• **EXERCISE GOAL**
Set out every one of the records below as a numbered list, omitting any blank lines.

• **RECORD EXTRACTS**
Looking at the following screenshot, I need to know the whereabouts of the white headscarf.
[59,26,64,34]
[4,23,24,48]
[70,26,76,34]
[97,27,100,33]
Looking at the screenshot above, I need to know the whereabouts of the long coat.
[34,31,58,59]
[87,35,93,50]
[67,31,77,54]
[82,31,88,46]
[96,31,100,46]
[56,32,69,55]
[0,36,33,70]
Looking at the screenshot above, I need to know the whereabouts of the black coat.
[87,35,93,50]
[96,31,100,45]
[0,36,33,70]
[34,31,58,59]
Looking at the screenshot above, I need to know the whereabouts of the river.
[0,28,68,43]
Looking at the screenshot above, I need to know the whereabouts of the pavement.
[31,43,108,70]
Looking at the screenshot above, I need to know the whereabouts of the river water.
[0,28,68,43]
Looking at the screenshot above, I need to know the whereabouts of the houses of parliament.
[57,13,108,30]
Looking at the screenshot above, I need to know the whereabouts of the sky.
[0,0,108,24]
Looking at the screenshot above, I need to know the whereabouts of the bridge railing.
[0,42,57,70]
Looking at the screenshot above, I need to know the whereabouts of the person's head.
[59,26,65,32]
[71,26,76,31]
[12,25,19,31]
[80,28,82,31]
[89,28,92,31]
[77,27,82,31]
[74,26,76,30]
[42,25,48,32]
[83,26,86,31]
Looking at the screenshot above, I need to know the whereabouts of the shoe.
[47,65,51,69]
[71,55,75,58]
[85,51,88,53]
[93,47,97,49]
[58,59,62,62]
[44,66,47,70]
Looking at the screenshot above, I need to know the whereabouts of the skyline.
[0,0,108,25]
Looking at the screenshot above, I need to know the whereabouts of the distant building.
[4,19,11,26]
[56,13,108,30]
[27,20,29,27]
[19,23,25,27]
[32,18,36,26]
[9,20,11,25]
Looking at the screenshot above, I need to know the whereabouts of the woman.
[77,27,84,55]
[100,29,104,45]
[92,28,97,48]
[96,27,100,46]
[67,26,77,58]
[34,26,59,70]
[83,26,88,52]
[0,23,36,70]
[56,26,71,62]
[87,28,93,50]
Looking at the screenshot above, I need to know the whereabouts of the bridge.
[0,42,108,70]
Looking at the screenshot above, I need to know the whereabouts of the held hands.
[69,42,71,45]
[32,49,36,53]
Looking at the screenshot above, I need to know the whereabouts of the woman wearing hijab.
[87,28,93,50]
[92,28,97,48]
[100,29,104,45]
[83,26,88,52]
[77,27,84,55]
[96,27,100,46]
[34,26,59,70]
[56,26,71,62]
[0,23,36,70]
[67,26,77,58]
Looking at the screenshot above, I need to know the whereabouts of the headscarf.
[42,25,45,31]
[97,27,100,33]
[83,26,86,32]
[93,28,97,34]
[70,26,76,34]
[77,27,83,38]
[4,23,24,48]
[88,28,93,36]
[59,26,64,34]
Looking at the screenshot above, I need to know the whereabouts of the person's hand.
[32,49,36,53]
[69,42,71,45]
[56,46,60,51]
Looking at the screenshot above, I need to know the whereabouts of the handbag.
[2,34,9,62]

• **CORRECT RESULT**
1. Looking at the following screenshot, I need to know the whereabouts of the white headscarf.
2. [59,26,64,34]
3. [4,23,24,48]
4. [70,26,76,34]
5. [97,27,100,33]
6. Looking at the screenshot above, I need to know the whereabouts of the long coat.
7. [34,31,58,59]
8. [87,35,93,50]
9. [67,31,77,54]
10. [82,31,88,46]
11. [96,31,100,46]
12. [56,32,69,55]
13. [0,36,33,70]
14. Looking at the screenshot above, I need to know the whereabouts of the black coat.
15. [87,35,93,50]
16. [96,31,100,45]
17. [0,36,33,70]
18. [34,31,58,59]
19. Looking at the screenshot above, I need to know the whereabouts of the river.
20. [0,28,68,43]
21. Looking at the screenshot above, I need to know the whereabouts of the pavement.
22. [31,43,108,70]
23. Looking at the screenshot above, I need to know the whereabouts of the river water.
24. [0,28,68,43]
25. Looking at the screenshot above, I need to know the whereabouts of the houses of parliament.
26. [57,13,108,30]
27. Looking at the screenshot above, I need to know the whereabouts of the sky.
28. [0,0,108,24]
29. Looking at the screenshot above, I need to know the whereabouts of the bridge railing.
30. [0,42,57,70]
31. Looking at the screenshot above, I need to know the whereabouts of the person's head.
32. [59,26,65,32]
33. [71,26,76,31]
34. [12,25,19,31]
35. [80,28,82,31]
36. [89,28,92,31]
37. [77,27,82,31]
38. [74,26,76,30]
39. [42,25,48,32]
40. [83,26,86,31]
41. Looking at the screenshot above, I need to know the whereabouts of the shoe.
42. [47,65,51,69]
43. [71,55,75,58]
44. [85,51,88,53]
45. [93,47,97,49]
46. [58,59,62,62]
47. [44,66,47,70]
48. Looking at the screenshot above, I need to know the whereabouts of the skyline.
49. [0,0,108,25]
50. Looking at the screenshot above, I need to know the whereabouts of the distant building.
51. [4,19,11,26]
52. [56,13,108,30]
53. [27,20,29,27]
54. [19,23,25,27]
55. [32,18,36,26]
56. [9,20,11,25]
57. Looking at the screenshot above, I need to know the whereabouts of the woman.
58. [77,27,84,55]
59. [100,29,104,45]
60. [92,28,97,48]
61. [96,27,100,46]
62. [67,26,77,58]
63. [34,26,59,70]
64. [83,26,88,52]
65. [0,23,36,70]
66. [56,26,71,62]
67. [87,28,93,50]
68. Looking at the screenshot above, I need to know the whereabouts of the bridge.
69. [0,42,108,70]
70. Looking at the screenshot above, I need to know the whereabouts of the held hands.
71. [69,42,71,45]
72. [32,49,36,53]
73. Looking at the screenshot above, I need to know the whereabouts of the woman wearing hijab.
74. [87,28,93,50]
75. [92,28,97,48]
76. [100,29,104,45]
77. [83,26,88,52]
78. [77,27,84,55]
79. [96,27,100,46]
80. [34,26,59,70]
81. [56,26,71,62]
82. [0,23,36,70]
83. [67,26,77,58]
84. Looking at the screenshot above, I need to know the whereabouts of the headscarf.
85. [42,25,45,31]
86. [97,27,100,33]
87. [83,26,86,32]
88. [93,28,97,34]
89. [70,26,76,34]
90. [77,27,83,38]
91. [4,23,24,48]
92. [88,28,93,36]
93. [59,26,64,34]
94. Looking at the screenshot above, I need to know the whereabouts of the person's hand.
95. [32,49,36,53]
96. [69,42,71,45]
97. [56,46,60,51]
98. Looking at the screenshot above, I need to know the whereabouts of the handbag.
99. [2,34,9,62]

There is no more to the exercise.